Return every line from the one with "point: rock face" through the one with "point: mountain range", inclusive, exactly as it appears below.

^^^^^^^^

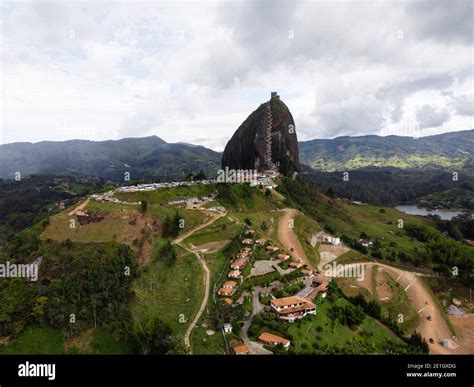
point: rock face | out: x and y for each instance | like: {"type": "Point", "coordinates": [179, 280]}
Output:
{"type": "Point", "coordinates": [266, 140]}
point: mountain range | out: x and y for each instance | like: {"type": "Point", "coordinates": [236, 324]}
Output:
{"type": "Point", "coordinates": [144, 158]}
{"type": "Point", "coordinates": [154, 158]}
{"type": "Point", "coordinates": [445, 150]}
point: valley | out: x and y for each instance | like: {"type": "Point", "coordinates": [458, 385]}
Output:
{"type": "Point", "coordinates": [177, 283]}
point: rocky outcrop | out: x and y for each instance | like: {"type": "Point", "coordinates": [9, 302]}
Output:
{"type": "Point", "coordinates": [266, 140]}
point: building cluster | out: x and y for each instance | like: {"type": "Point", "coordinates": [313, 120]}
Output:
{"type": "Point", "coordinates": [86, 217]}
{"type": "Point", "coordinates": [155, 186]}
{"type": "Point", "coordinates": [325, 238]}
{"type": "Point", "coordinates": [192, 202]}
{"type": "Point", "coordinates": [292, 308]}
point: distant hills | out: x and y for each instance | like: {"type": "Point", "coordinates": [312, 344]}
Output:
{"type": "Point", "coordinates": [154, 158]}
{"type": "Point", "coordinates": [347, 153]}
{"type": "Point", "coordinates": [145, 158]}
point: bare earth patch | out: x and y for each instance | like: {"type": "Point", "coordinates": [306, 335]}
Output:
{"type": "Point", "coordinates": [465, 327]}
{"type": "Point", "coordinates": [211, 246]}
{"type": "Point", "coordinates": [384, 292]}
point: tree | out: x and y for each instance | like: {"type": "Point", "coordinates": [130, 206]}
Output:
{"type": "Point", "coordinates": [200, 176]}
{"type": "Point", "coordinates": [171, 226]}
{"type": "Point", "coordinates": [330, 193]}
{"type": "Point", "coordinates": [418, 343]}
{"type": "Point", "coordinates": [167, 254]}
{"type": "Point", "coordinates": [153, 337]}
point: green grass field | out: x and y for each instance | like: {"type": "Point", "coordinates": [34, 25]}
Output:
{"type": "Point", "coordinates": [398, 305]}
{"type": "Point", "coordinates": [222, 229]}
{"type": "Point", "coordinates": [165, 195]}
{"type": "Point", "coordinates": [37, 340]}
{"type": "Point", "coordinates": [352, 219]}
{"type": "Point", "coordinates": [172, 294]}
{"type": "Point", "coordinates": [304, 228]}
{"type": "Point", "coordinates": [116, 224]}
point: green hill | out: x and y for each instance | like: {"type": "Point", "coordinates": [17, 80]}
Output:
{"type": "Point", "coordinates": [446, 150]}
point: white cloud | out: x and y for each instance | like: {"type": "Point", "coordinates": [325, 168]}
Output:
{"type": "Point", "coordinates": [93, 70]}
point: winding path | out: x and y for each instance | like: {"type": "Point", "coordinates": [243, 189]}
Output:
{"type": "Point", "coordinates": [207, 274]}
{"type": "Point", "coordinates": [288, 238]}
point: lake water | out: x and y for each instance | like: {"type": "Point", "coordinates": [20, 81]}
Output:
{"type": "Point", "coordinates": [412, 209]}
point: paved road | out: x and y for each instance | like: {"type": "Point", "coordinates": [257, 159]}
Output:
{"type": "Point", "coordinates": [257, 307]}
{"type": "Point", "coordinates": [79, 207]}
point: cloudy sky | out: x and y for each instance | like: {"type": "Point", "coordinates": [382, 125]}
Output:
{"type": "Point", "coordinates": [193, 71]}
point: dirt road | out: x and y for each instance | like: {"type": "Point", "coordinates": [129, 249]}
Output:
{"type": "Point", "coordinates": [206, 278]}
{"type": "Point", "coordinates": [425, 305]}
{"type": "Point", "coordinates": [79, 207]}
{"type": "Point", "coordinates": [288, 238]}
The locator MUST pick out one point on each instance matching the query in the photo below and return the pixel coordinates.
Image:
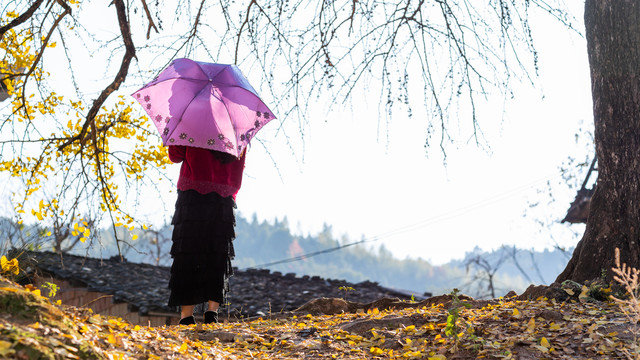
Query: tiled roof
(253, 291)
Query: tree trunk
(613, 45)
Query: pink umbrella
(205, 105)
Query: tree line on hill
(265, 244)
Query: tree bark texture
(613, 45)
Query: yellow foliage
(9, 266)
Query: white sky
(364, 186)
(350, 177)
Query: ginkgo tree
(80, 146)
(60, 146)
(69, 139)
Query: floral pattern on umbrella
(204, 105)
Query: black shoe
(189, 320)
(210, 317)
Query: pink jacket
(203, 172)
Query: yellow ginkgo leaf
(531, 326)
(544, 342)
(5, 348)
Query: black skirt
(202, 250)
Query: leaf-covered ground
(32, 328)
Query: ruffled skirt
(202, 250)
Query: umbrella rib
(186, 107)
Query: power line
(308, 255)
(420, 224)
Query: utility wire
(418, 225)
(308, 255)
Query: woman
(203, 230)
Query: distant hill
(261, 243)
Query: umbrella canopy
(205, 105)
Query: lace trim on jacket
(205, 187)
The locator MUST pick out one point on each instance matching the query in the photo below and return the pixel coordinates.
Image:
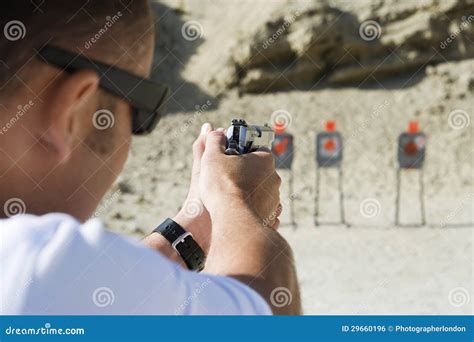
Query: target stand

^^^^^^^^

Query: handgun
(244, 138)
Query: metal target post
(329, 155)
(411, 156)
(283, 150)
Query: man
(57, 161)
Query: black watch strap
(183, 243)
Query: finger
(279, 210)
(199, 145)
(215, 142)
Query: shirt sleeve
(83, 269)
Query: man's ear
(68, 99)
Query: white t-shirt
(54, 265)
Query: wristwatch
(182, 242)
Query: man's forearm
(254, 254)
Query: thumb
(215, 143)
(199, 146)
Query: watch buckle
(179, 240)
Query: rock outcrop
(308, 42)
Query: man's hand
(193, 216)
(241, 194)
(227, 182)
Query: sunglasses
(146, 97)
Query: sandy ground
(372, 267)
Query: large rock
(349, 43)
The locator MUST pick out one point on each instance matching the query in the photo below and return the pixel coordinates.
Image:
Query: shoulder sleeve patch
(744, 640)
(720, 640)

^^^^^^^^

Answer for this exercise:
point: rock face | out: x and y for each instance | like: {"type": "Point", "coordinates": [179, 280]}
Output:
{"type": "Point", "coordinates": [266, 140]}
point: mountain range | out: x and y for each instance | like: {"type": "Point", "coordinates": [236, 324]}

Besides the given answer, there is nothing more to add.